#### SOURCE PASSAGE
No matter how many stumbling blocks were thrown in my way, I was too grounded in who I am and whose I am to ever be knocked off my path. See, what Howard University instilled in me, Hollywood could never take away.”
Henson spoke about how she used all of her energy to build the character Queenie in the movie.
“[Queenie] was three-dimensional. She was emotional. She was no-nonsense. She had a big heart. She loved big even though she was living in the Jim Crow South, barely 50 years after the end of slavery. And in honoring Queenie, I honored all of our ancestors and sheroes who dreamed of a better future for themselves and then led lives of dignity, grace, and determination, so fiercely that it made our present possible.”
For the performance, Henson was nominated for an Academy Award in 2008 for best supporting actress, and led to Tyler Perry casting her as the lead in “I Can Do Bad All By Myself.”
########
#### DATA PROVIDED
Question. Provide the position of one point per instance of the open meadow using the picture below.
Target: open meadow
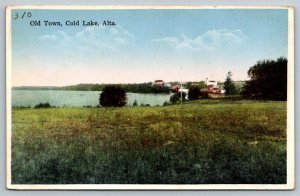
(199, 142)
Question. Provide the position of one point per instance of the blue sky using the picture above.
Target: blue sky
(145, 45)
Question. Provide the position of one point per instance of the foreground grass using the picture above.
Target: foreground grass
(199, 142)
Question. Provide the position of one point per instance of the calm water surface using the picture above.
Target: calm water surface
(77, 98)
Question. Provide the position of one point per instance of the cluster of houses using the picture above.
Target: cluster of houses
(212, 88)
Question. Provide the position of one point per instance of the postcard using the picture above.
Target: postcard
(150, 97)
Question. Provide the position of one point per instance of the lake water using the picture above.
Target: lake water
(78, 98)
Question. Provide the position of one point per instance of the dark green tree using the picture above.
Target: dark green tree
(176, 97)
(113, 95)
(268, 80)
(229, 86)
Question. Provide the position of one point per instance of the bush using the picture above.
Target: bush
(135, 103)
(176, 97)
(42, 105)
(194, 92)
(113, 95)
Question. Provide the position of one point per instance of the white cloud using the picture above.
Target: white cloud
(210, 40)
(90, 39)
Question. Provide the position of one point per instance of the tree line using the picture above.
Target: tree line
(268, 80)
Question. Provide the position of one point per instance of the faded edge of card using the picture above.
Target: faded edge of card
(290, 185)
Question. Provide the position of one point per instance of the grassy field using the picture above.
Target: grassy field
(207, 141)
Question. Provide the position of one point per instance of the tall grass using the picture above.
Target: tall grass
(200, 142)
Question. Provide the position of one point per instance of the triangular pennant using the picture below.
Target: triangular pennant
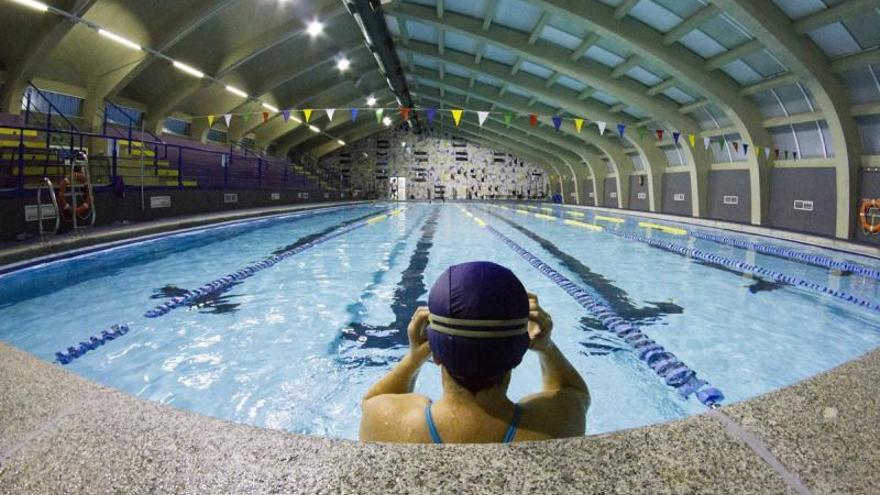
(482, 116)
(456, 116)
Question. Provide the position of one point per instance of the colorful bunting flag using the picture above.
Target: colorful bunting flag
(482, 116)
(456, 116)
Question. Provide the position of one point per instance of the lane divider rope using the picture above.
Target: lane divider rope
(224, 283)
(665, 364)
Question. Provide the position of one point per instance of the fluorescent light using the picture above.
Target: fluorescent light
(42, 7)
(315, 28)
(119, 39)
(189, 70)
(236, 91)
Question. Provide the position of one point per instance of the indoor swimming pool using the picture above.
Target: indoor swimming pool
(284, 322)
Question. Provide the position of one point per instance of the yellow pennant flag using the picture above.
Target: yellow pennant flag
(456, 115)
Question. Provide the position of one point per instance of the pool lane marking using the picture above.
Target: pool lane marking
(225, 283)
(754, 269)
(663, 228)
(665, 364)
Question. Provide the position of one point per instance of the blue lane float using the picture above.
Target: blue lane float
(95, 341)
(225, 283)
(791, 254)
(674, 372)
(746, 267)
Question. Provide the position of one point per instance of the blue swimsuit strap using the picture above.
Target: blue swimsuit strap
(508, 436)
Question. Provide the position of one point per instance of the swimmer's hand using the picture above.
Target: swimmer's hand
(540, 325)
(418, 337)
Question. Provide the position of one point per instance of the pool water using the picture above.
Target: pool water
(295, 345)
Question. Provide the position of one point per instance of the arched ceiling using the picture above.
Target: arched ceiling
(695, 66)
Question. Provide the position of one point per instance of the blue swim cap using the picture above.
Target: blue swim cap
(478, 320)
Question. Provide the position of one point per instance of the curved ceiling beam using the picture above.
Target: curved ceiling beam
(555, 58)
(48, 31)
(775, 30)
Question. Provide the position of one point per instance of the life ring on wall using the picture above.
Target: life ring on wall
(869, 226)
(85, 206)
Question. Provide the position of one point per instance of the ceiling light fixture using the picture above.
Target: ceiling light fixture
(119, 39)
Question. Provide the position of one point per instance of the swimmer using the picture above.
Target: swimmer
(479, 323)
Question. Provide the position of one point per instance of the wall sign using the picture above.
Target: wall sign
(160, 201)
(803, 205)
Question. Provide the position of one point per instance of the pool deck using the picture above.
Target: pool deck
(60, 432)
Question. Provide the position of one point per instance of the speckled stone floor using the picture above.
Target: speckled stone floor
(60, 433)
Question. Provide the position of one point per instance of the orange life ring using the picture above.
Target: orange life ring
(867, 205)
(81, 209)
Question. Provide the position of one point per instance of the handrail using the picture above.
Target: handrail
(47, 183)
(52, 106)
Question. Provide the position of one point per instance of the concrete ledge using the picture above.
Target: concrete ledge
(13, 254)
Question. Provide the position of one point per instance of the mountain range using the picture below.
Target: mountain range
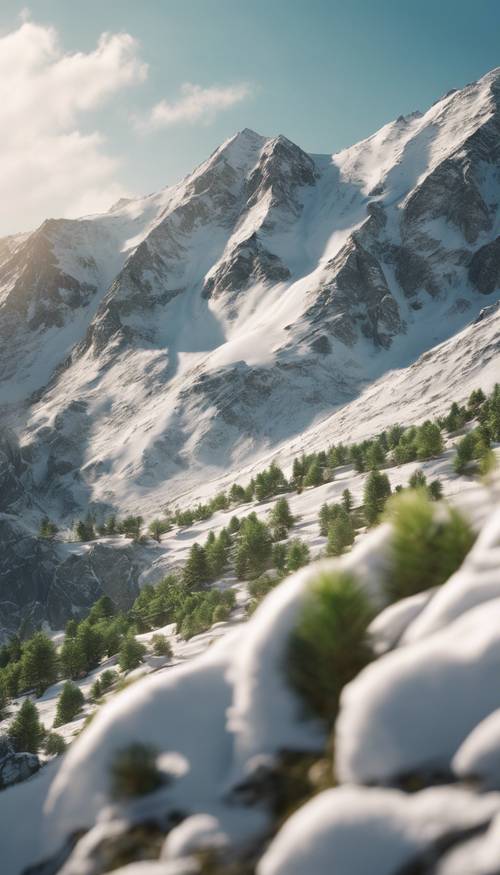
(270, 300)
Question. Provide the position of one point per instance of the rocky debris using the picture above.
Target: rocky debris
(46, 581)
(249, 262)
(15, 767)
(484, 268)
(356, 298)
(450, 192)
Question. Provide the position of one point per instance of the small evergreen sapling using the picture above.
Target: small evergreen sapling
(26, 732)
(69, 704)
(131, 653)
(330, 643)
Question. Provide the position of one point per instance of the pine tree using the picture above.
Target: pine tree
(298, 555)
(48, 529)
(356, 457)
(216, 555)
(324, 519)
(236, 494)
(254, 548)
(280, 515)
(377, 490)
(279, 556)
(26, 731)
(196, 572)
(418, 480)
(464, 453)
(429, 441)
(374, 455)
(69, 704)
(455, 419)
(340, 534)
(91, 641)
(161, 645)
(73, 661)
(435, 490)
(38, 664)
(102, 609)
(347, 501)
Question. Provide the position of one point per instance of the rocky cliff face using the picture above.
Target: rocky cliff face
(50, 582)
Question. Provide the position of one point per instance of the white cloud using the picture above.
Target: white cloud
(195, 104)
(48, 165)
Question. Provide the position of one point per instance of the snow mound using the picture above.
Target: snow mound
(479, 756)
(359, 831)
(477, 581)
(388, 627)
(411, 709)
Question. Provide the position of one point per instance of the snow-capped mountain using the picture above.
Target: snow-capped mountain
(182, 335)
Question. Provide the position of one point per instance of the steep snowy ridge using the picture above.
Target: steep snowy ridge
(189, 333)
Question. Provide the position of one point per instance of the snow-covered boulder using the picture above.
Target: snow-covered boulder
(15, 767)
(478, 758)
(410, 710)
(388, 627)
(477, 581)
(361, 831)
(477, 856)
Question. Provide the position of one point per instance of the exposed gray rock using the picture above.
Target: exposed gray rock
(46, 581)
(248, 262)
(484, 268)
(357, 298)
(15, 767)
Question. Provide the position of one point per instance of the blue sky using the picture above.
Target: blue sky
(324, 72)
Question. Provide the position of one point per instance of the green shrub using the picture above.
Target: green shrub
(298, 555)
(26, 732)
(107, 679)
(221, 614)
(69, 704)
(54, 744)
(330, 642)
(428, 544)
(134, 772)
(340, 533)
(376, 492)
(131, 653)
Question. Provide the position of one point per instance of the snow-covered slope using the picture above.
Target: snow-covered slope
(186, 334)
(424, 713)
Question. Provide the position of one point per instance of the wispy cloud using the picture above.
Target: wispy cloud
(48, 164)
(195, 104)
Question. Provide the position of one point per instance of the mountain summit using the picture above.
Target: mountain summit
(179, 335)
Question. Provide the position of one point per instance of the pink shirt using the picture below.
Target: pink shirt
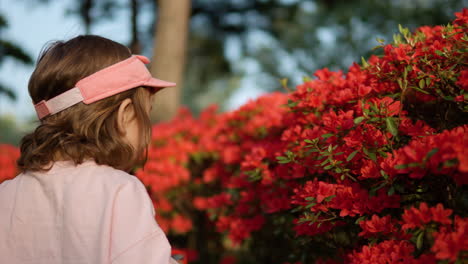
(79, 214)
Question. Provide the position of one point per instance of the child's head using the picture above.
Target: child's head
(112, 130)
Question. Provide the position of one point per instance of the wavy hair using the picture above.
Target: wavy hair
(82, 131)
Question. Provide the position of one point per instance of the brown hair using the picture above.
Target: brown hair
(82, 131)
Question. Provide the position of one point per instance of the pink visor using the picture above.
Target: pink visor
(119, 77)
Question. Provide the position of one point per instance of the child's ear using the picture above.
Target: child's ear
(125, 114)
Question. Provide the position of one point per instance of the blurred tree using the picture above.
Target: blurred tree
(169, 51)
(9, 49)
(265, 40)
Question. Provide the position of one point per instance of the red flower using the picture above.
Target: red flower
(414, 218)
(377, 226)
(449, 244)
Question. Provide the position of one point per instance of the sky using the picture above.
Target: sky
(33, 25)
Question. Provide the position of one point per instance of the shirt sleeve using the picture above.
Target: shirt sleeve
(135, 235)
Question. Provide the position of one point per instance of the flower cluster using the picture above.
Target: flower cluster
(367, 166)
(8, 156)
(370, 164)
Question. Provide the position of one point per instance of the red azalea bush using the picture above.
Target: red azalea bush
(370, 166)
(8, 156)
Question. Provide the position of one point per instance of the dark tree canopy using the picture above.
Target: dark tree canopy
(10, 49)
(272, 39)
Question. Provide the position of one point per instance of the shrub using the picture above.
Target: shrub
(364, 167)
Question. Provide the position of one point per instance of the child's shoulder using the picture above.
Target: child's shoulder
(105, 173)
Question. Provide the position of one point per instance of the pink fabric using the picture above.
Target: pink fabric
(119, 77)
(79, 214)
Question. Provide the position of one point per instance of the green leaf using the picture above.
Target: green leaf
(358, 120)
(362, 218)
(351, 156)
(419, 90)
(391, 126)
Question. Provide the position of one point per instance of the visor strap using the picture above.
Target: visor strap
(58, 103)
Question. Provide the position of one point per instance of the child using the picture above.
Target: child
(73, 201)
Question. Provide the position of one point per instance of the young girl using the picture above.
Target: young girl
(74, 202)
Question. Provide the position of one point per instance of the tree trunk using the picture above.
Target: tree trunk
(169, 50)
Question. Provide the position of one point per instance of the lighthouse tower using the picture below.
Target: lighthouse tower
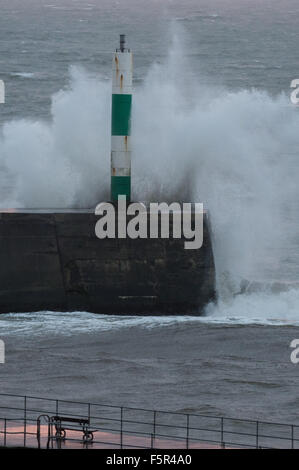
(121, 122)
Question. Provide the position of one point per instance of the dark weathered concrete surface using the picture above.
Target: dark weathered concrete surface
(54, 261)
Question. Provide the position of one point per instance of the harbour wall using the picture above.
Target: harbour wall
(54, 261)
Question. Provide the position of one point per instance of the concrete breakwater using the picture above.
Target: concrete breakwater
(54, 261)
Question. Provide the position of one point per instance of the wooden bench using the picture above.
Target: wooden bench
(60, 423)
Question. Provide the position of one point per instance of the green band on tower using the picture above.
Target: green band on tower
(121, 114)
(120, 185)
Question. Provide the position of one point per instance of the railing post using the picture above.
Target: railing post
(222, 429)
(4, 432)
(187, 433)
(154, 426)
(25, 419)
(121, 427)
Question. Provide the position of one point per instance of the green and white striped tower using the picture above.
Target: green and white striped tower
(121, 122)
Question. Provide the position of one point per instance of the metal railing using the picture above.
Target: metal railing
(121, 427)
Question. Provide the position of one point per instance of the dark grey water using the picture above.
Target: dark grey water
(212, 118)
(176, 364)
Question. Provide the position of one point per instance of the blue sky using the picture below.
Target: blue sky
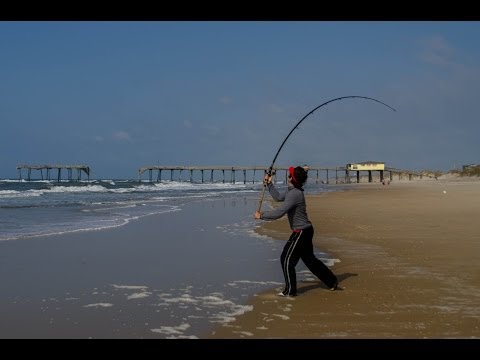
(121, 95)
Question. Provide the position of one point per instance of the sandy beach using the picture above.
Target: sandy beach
########
» **WHAT NEEDS TO BE DONE**
Copy the passage about Henson word for word, beginning at the words that contain "No matter how" and stopping after "in the movie.". The stored records are material kept apart from the passage about Henson.

» **SOLUTION FOR THIS TASK**
No matter how many stumbling blocks were thrown in my way, I was too grounded in who I am and whose I am to ever be knocked off my path. See, what Howard University instilled in me, Hollywood could never take away.”
Henson spoke about how she used all of her energy to build the character Queenie in the movie.